• _WORK TO BE COMPLETED_: Copy every one of the entries below word for word.

(Stored records)

---+---

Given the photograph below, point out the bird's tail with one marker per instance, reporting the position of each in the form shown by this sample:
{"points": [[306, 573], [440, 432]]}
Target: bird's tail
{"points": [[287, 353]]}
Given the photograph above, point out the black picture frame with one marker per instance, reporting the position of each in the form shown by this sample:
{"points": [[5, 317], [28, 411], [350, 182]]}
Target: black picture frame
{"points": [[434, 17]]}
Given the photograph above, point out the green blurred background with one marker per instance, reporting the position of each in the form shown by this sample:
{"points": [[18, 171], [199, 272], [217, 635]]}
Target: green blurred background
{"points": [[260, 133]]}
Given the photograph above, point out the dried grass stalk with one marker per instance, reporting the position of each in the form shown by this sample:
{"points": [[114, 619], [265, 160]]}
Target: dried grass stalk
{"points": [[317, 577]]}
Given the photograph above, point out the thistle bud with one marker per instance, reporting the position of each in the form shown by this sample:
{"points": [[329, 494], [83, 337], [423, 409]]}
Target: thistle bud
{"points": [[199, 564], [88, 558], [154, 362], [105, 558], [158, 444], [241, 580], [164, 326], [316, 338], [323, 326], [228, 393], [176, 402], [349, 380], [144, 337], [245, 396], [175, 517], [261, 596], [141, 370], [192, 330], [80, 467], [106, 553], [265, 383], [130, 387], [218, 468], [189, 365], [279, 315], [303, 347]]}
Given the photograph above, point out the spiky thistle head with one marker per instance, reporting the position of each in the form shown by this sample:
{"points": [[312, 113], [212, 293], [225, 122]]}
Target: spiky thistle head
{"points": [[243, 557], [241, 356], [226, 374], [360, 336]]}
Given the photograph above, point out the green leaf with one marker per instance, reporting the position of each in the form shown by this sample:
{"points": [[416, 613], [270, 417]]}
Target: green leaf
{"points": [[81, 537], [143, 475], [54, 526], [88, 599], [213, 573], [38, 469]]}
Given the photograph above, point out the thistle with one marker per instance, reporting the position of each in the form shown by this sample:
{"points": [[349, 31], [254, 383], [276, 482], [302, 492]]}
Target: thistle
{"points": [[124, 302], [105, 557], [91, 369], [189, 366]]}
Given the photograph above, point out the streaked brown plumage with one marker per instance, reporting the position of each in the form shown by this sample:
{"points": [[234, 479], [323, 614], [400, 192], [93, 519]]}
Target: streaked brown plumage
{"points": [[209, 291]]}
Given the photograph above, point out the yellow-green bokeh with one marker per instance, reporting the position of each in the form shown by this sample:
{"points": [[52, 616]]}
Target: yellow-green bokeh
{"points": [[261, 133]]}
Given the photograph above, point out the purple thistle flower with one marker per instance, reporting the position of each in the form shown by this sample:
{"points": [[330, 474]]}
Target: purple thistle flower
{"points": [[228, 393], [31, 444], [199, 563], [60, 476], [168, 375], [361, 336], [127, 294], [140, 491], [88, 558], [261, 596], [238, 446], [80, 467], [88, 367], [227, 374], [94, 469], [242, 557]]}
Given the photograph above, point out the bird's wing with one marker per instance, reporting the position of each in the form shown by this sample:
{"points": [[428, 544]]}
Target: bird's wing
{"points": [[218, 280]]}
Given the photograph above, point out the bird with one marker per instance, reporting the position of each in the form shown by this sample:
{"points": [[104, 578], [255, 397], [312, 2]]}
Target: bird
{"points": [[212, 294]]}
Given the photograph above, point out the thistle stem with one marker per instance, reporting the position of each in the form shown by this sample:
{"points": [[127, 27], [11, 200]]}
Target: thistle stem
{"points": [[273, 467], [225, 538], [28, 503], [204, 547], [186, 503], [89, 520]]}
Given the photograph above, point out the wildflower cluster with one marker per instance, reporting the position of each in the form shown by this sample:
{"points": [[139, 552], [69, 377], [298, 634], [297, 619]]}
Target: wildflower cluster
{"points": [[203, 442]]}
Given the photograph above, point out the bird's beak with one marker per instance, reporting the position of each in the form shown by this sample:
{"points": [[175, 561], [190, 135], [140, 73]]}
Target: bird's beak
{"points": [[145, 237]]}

---+---

• _WRITTEN RESPONSE_:
Given the photograph below, point out the bird's tail with one marker per instance, reporting the position of each in the form shown by this sample:
{"points": [[306, 573], [440, 432]]}
Target: bird's tail
{"points": [[287, 353]]}
Given the photograph above, point out the black picture frame with one marker per instance, reporting the position of each in the form shown by this sample:
{"points": [[5, 317], [28, 411], [350, 182]]}
Target: black picture frame
{"points": [[434, 17]]}
Given the photograph above, point out the green blurred background with one marker per instance, reporting the position of each in the form shown by this sample:
{"points": [[18, 171], [199, 272], [217, 635]]}
Target: green blurred background
{"points": [[260, 133]]}
Given the photograph above, point out the dried grass stalk with one marker per instance, reporting the position of each in the form shown by this sample:
{"points": [[114, 619], [265, 160]]}
Target: dried grass stalk
{"points": [[317, 577]]}
Given the photograph above, point out the thistle bud with one marker per instance, reporting the position of each in the form shown by this sample:
{"points": [[329, 494], [83, 337], [423, 409]]}
Target: thistle bud
{"points": [[199, 564], [88, 558], [154, 362], [105, 558], [158, 444], [241, 580], [164, 326], [316, 338], [323, 326], [228, 393], [176, 402], [349, 380], [144, 337], [245, 396], [175, 517], [261, 596], [141, 370], [192, 330], [80, 467], [106, 553], [265, 383], [130, 387], [218, 468], [189, 365], [279, 315], [303, 347]]}
Given the photograph above, point out the spiky thistle head with one marker per instance, reporting the position of each in the form shown by this sample:
{"points": [[312, 113], [212, 293], [225, 122]]}
Target: spiky thistle head
{"points": [[243, 557], [241, 356], [226, 374], [360, 336]]}
Given the photograph above, point out the green leaf with one marker per instance, reporting the position of each in the form shown by this sample:
{"points": [[416, 613], [270, 417]]}
Target: green leaf
{"points": [[81, 537], [143, 475], [54, 526], [88, 599], [213, 573], [38, 469]]}
Given the photograph above, point out the thistle with one marker per instance, reporting the position of each in the form shown by this sample:
{"points": [[349, 31], [254, 383], [276, 482], [302, 492]]}
Target: thistle
{"points": [[124, 302], [105, 557], [91, 369], [189, 366]]}
Given the photograph above, point out the streaked brown plumage with one marker per instance, reporting the position of each in the form shown by this sample:
{"points": [[234, 479], [323, 614], [400, 192], [93, 519]]}
Target: streaked brown plumage
{"points": [[209, 291]]}
Given the photograph above, point out the yellow-green bokeh with one marker per instance, reporting the position of each in the form shown by this sample:
{"points": [[52, 616]]}
Target: yellow-green bokeh
{"points": [[261, 133]]}
Given the photograph above, point out the purple thistle flower with one marker per instance, reporting the position of each in the form shown by this sample:
{"points": [[330, 474]]}
Target: purple thistle flower
{"points": [[228, 393], [31, 444], [199, 563], [60, 476], [168, 375], [361, 336], [127, 294], [140, 491], [88, 558], [261, 596], [238, 446], [80, 467], [88, 367], [227, 374], [94, 469], [242, 557]]}
Given the photograph above, point out the bird's wing with one marker per instance, reporting the position of each in the form shown by this sample:
{"points": [[428, 544]]}
Target: bird's wing
{"points": [[218, 280]]}
Given the photograph above, point out the bird with one marker per instance, reporting the position of each in the form shown by this sample:
{"points": [[104, 578], [255, 397], [312, 2]]}
Target: bird
{"points": [[212, 294]]}
Given the photograph above, point out the thistle stem with one marker per instance, reporting the position of each in the form shown by this sample:
{"points": [[127, 27], [11, 200]]}
Target: thistle stem
{"points": [[273, 467], [225, 538], [28, 503], [204, 547], [186, 503], [89, 520]]}
Given the photograph above, point out the wildflower cluster with one marker per instance, reporting the position of each in the form shown by this sample:
{"points": [[139, 552], [69, 377], [298, 634], [297, 619]]}
Target: wildflower cluster
{"points": [[203, 442]]}
Given the photograph above, point out the bird's beak with one marker per instance, reporting the position of each in the form shown by this sample:
{"points": [[175, 561], [190, 135], [140, 73]]}
Target: bird's beak
{"points": [[145, 237]]}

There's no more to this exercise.